_Stated task 1_
Return, word for word, the part of the course-change policy text that opens with the words containing "- Class notes" and closes with "labs) (may require CEP approval depending on requested change)".

_Document_
---

Major v. Minor Changes
Major course changes include:
- Changing the primary instructor or adding a new primary instructor
- Reactivating a temporarily canceled course
- Courses may only be reactivated if they have been temporarily cancelled for three or fewer years, and a syllabus should be included with the Course Update Form
- A course which has been cancelled for more than three years may not be reactivated using a Course Update Form, and must be resubmitted as a New Course Proposal
- Any substantial changes
- Different title
- Course description
- Significant changes to content (if the change is extremely significant, departments may be asked to create a new course)
- Change in credit hours
- Changing from one term to two terms with a change in credit hours
- Changing the number of class meetings without a change in credit units
- Change of in-person to online course (mode of delivery)
- Addition of/change to travel requirements (field trip)
- Course category
- Change of enrollment limit (if limit is significantly reduced)
Minor course changes include:
- Changing a co-instructor or adding a new co-instructor
- Slight changes to course title or course description
- Increasing enrollment capacity
- Priority Waves
- Meeting times (Note that after meeting times have been approved by the department, any changes to meeting times require RO review and may not be approved.)
- Class notes
- Instructor consent
- Grading basis
- Changes to enrollment requirements (pre-requisites, restrictions)
- Changes from one session to two sessions, or changing to a new session, with no change in credit hours
- Changes to course component/structure (eg creating or removing labs) (may require CEP approval depending on requested change)
- Changes to class attributes (e.g. available for XREG)
- Setting up combined sections (a.k.a. jointly offered courses)
- Change in room or room requirements
- Adding or removing class sections (may require CEP approval depending on requested change)
If you do not see the type of change you would like to make, please email both CEP and Registrar’s Office for clarification.
Course Cancellation Policy
All temporary, permanent, or inactive course cancellations must be done by submitting an electronic request through the admin my.harvard site. There are currently four course category types, and each category has a description with the accompanying steps to follow for cancellation. All changes will be reviewed by the CEP and the Registrar’s Office for approval.
A course should be cancelled before the following dates:
- For the Summer term: mid-January
- For the Fall/Spring term: mid-April
Please note, these dates align with the Registrar’s Office course offering deadlines. All courses must be moved to “ACTIVE” or have cancellation forms submitted by these dates.
Cancellation Policies by Course Category : Course Categories 1, 2, and 3 require a signed letter from the department chair with accompanying explanation.
For ease of departments and course management administrators, CEP has created a Course Cancellation Chair Letter Template which can be adapted for each department’s needs but captures the minimum information needed.
Please consult CEP’s Course Category Definitions and Policies for Cancellation document for more detailed explanations of each of the school’s four course categories and CEP’s policies for cancellation of each category of course.

---

_Entries provided_
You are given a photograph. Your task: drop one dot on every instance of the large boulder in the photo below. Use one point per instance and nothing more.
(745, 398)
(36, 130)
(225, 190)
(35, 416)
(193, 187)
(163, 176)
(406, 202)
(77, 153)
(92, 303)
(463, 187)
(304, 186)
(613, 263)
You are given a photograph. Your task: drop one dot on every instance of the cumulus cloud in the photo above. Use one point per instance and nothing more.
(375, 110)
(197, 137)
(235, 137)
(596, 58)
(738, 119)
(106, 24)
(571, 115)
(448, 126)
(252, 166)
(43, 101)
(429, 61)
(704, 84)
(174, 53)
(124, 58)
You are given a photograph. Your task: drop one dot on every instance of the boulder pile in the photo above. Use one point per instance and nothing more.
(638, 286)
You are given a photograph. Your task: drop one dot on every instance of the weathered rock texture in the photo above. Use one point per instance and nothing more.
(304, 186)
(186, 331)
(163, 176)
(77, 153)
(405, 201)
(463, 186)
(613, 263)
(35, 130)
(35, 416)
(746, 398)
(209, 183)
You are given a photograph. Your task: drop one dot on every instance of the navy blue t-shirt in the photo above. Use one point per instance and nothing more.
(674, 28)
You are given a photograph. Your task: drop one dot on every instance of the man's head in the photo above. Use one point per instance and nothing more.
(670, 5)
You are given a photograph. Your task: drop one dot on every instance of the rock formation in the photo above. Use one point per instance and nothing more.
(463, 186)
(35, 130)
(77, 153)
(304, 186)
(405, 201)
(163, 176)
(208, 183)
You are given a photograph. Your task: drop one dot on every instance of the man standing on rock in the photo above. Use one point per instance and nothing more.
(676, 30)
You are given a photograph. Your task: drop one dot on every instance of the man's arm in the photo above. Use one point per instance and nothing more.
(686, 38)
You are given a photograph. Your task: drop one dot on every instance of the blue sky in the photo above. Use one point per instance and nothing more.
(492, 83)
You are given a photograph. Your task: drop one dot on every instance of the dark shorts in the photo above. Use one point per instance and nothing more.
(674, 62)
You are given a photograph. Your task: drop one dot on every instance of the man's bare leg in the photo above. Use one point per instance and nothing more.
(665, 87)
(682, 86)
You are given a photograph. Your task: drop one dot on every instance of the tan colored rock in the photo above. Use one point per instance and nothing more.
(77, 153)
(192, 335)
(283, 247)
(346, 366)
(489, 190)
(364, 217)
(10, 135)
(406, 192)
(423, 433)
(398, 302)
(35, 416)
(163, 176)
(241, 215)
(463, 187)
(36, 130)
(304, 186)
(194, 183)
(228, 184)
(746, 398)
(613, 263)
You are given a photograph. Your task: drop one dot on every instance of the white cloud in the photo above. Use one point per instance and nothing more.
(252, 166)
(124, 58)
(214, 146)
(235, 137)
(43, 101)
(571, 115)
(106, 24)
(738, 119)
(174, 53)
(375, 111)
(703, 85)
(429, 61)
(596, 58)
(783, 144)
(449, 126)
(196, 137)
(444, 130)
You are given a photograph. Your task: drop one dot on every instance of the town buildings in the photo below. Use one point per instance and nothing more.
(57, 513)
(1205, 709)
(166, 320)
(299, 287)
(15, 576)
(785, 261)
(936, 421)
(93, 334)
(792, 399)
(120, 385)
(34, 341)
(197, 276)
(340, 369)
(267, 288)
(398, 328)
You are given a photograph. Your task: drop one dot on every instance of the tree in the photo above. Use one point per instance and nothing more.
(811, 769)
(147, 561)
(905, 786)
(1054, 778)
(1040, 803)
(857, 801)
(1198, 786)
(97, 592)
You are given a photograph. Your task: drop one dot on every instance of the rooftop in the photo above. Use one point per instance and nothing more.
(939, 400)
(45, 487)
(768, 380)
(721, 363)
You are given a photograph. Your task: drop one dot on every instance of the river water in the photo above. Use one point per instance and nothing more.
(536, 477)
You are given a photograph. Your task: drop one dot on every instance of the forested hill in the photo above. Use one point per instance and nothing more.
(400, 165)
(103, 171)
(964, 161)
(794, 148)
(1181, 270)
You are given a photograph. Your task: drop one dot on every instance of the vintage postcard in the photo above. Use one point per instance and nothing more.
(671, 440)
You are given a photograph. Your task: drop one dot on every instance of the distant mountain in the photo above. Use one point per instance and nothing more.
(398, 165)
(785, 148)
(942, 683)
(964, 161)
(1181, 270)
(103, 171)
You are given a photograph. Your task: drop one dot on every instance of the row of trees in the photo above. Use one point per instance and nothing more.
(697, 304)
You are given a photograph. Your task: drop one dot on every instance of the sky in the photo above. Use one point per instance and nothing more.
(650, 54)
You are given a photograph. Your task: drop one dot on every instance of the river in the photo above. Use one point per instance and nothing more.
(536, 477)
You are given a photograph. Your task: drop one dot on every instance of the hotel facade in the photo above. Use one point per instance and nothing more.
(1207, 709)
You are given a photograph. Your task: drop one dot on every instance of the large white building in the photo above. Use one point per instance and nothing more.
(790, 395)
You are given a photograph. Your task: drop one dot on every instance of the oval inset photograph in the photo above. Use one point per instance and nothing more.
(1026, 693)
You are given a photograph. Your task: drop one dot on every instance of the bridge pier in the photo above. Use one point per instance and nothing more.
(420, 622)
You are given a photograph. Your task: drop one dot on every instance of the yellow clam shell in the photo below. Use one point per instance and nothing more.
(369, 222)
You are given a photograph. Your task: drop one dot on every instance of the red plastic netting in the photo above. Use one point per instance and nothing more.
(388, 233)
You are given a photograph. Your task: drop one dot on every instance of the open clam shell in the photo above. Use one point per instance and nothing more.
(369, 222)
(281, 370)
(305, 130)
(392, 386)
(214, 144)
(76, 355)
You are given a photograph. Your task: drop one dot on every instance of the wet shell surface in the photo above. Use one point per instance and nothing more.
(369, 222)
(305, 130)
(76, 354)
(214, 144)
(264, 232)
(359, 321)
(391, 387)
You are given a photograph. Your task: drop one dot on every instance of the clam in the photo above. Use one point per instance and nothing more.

---

_Stated task 2_
Recast the records from the line containing "the river in" through the line containing "(1207, 709)" as a Markdown table with the columns Number and Record line. Give each line its row number and omit any blank lines.

_Correct result 1_
- Class notes
- Instructor consent
- Grading basis
- Changes to enrollment requirements (pre-requisites, restrictions)
- Changes from one session to two sessions, or changing to a new session, with no change in credit hours
- Changes to course component/structure (eg creating or removing labs) (may require CEP approval depending on requested change)

_Correct result 2_
| Number | Record line |
|---|---|
| 1 | You are given a photograph. Your task: drop one dot on every instance of the river in the photo above. Use one point per instance and nothing more. |
| 2 | (536, 477) |
| 3 | You are given a photograph. Your task: drop one dot on every instance of the hotel facade in the photo above. Use one point per instance and nothing more. |
| 4 | (1207, 709) |